* Text shown:
Retired? Sister ‘JT’ serves Quad Cities

MOLINE — For 43 years, Sister Judith Terese McNulty, BVM, has called the Quad Cities home and she said she knows so many people now that she can’t misbehave — not that she would have the time.

She volunteers at the Illini Campus of Genesis Medical Center in Silvis three days a week, helping people with advanced directives, serving as hostess in the surgical lounge, and distributing Communion. She is active in parish ministry, providing pastoral care at two nursing homes, leading a Bible study, heading a social concerns committee and working as parish librarian, in addition to being a lector and extraordinary minister of holy Communion at Mass.

She’ll also tell you that JustFaith, a process that educates people about Catholic social teaching and moves them to act on what they’ve learned, is the best small-group experience she’s ever had.

This is what she calls retirement.

Sister Judith Terese — or JT, as she’s known to her friends — is one of 442 Sisters of Charity of the Blessed Virgin Mary who are 70 or older and therefore eligible to receive support from the Retirement Fund for Religious. The collection that makes that support possible is being received in parishes around the Diocese of Peoria this weekend.

This is the 21st year for the appeal, which is conducted by the National Religious Retirement Office of the U.S. Conference of Catholic Bishops. In 2007, $23 million in basic grants were awarded to 482 of the Catholic religious institutes of women and men across the United States.

(Rows in a dataset)

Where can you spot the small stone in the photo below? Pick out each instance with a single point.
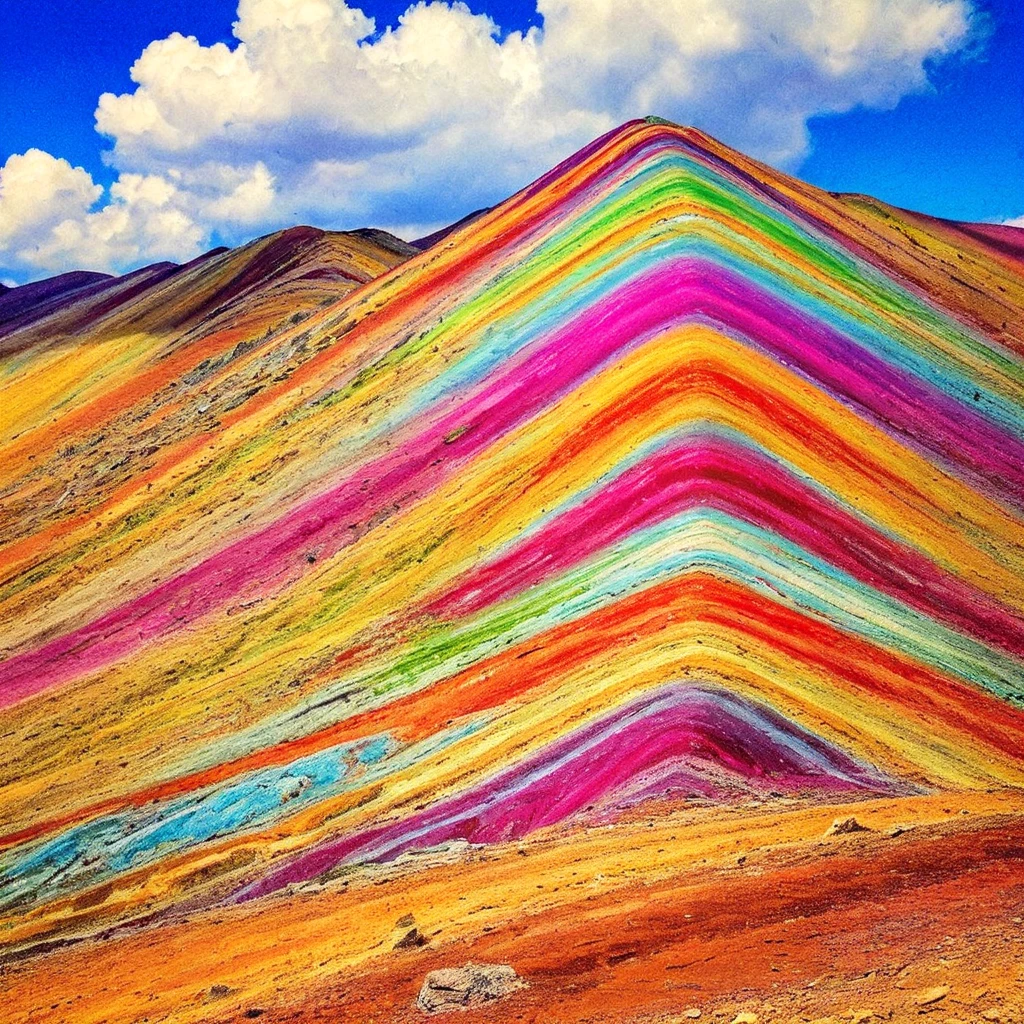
(930, 995)
(413, 939)
(462, 987)
(846, 826)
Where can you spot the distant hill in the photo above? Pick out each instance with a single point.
(540, 598)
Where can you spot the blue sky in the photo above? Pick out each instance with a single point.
(408, 123)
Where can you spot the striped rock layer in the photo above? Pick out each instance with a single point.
(671, 480)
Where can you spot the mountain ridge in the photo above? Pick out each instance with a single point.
(652, 433)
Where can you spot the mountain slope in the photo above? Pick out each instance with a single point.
(668, 484)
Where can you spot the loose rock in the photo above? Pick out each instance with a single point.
(930, 995)
(464, 987)
(844, 826)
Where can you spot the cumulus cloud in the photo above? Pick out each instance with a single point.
(314, 115)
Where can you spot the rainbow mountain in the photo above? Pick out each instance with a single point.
(657, 516)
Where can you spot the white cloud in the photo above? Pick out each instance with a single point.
(314, 116)
(37, 192)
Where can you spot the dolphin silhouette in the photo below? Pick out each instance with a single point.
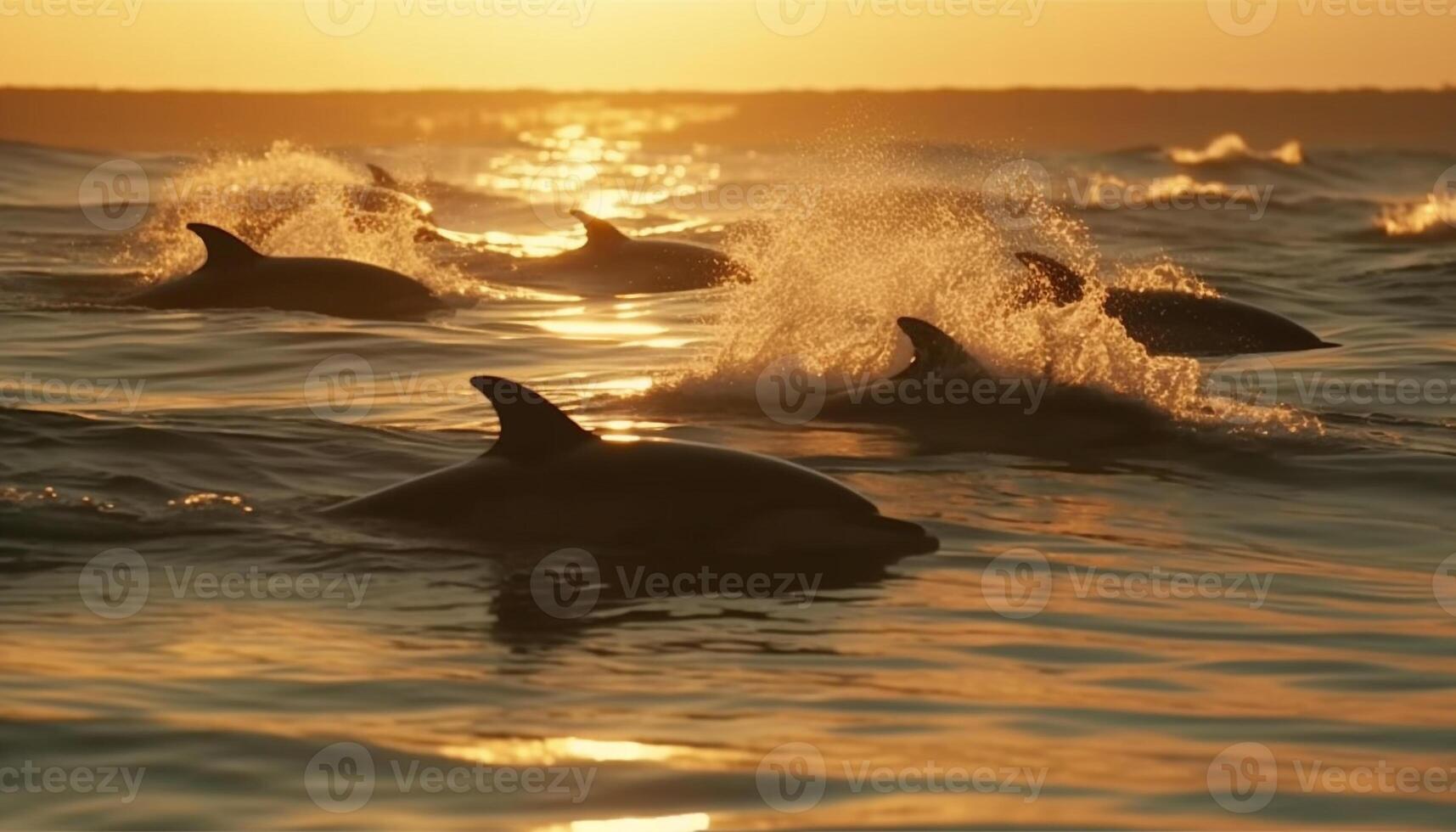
(238, 277)
(548, 480)
(1175, 323)
(948, 400)
(612, 262)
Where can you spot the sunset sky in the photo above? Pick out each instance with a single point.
(724, 44)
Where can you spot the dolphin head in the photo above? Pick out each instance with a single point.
(548, 480)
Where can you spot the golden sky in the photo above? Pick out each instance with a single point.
(725, 44)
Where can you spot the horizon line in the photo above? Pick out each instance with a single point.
(1443, 87)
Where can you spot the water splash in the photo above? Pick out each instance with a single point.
(833, 273)
(289, 201)
(1435, 217)
(1232, 148)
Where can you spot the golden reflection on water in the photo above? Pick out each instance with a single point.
(666, 824)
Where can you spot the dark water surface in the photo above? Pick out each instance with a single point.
(1270, 573)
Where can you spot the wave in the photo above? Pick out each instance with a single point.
(1232, 148)
(833, 274)
(1111, 191)
(290, 201)
(1431, 219)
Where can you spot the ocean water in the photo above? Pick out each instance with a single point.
(1246, 618)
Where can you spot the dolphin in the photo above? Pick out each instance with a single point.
(386, 195)
(1175, 323)
(238, 277)
(612, 262)
(950, 401)
(548, 480)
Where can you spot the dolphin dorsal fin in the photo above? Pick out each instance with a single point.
(1066, 284)
(935, 351)
(600, 232)
(531, 426)
(222, 246)
(382, 178)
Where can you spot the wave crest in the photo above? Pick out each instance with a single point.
(832, 277)
(1232, 148)
(289, 201)
(1433, 217)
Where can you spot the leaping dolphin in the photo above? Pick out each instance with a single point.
(238, 277)
(612, 262)
(1174, 323)
(548, 480)
(947, 390)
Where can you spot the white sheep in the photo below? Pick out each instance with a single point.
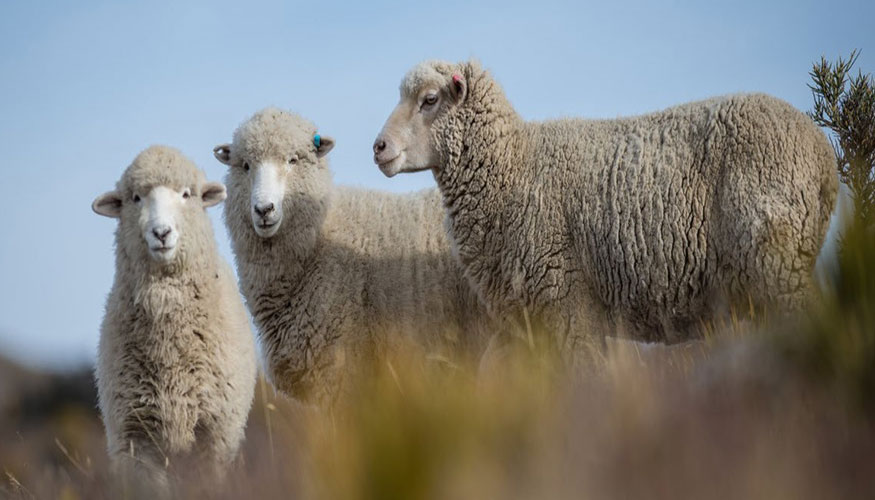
(643, 224)
(331, 274)
(176, 363)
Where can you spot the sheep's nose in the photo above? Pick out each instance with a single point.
(379, 145)
(263, 209)
(161, 232)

* Task statement: Write out the article about Sister Judith Terese McNulty above in full, word for word.

* Exercise output:
Retired? Sister ‘JT’ serves Quad Cities

MOLINE — For 43 years, Sister Judith Terese McNulty, BVM, has called the Quad Cities home and she said she knows so many people now that she can’t misbehave — not that she would have the time.

She volunteers at the Illini Campus of Genesis Medical Center in Silvis three days a week, helping people with advanced directives, serving as hostess in the surgical lounge, and distributing Communion. She is active in parish ministry, providing pastoral care at two nursing homes, leading a Bible study, heading a social concerns committee and working as parish librarian, in addition to being a lector and extraordinary minister of holy Communion at Mass.

She’ll also tell you that JustFaith, a process that educates people about Catholic social teaching and moves them to act on what they’ve learned, is the best small-group experience she’s ever had.

This is what she calls retirement.

Sister Judith Terese — or JT, as she’s known to her friends — is one of 442 Sisters of Charity of the Blessed Virgin Mary who are 70 or older and therefore eligible to receive support from the Retirement Fund for Religious. The collection that makes that support possible is being received in parishes around the Diocese of Peoria this weekend.

This is the 21st year for the appeal, which is conducted by the National Religious Retirement Office of the U.S. Conference of Catholic Bishops. In 2007, $23 million in basic grants were awarded to 482 of the Catholic religious institutes of women and men across the United States.